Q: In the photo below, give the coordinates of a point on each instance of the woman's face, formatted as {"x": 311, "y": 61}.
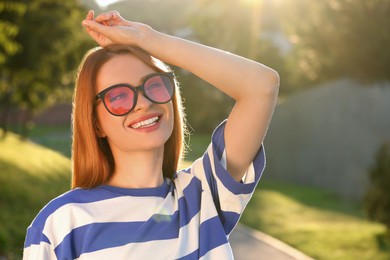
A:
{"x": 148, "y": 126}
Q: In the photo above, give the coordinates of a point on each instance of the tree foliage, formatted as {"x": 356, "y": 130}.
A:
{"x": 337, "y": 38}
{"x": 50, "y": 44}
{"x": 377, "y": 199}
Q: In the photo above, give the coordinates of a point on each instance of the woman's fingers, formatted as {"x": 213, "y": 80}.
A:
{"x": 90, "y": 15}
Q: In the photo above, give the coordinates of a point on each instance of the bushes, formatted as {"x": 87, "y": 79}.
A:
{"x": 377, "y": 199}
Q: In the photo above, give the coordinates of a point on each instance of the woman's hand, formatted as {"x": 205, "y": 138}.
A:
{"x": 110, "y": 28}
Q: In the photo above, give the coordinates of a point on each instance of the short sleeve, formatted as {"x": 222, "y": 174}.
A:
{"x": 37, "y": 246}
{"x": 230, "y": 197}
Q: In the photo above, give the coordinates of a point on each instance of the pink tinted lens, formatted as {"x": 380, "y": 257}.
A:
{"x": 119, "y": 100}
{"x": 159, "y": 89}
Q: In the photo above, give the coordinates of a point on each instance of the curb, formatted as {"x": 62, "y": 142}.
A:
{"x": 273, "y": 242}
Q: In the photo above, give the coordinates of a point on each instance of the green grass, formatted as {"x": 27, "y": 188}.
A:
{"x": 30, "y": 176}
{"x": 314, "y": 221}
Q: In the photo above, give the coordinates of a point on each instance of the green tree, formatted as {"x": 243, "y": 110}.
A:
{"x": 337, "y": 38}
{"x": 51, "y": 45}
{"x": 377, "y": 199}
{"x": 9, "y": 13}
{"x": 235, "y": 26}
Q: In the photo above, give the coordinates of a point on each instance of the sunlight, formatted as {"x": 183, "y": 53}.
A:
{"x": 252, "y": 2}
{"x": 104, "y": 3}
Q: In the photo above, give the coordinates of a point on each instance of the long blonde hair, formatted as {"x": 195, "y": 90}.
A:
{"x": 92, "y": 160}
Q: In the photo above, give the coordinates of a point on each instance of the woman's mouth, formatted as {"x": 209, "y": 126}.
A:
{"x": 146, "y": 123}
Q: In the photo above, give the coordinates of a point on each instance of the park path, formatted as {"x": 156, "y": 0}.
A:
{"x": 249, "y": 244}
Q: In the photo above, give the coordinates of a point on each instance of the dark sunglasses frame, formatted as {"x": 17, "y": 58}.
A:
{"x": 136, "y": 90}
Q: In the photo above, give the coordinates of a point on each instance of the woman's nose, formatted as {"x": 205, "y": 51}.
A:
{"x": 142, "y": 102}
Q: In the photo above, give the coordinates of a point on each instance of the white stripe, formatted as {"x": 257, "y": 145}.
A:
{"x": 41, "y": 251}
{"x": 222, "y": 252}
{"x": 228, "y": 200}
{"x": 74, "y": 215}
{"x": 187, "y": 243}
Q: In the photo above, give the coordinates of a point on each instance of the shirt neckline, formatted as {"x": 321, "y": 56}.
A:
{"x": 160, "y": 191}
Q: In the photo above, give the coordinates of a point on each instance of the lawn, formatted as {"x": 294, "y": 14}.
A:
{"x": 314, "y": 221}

-- -- --

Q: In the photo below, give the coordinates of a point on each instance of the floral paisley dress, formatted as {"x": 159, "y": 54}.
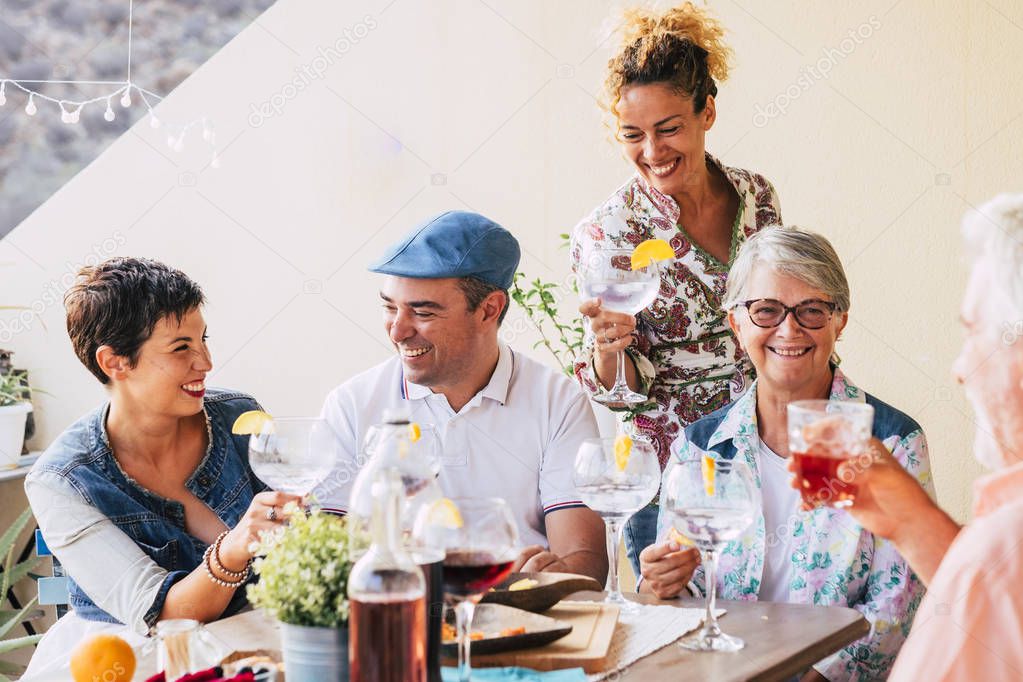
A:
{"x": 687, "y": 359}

-- -- --

Copy out all lines of the material containing the word "woman".

Q: In the photo below, give the coordinates of a point on each instance of the woman's face, formatted as {"x": 311, "y": 61}.
Q: In the photo above, give the coordinates of a point on each instance of the woman's fingers, formatted as {"x": 213, "y": 80}.
Q: In the photo above, give the coordinates of a point on each instance of the woman's hand, formatted as {"x": 205, "y": 138}.
Q: In the photo above, give the coordinates of a point on each instance of the woman's mouth, formatted as {"x": 209, "y": 126}.
Q: In the photo above, give the coordinates of a point on each instance of the woman's nose, formatted as {"x": 205, "y": 51}.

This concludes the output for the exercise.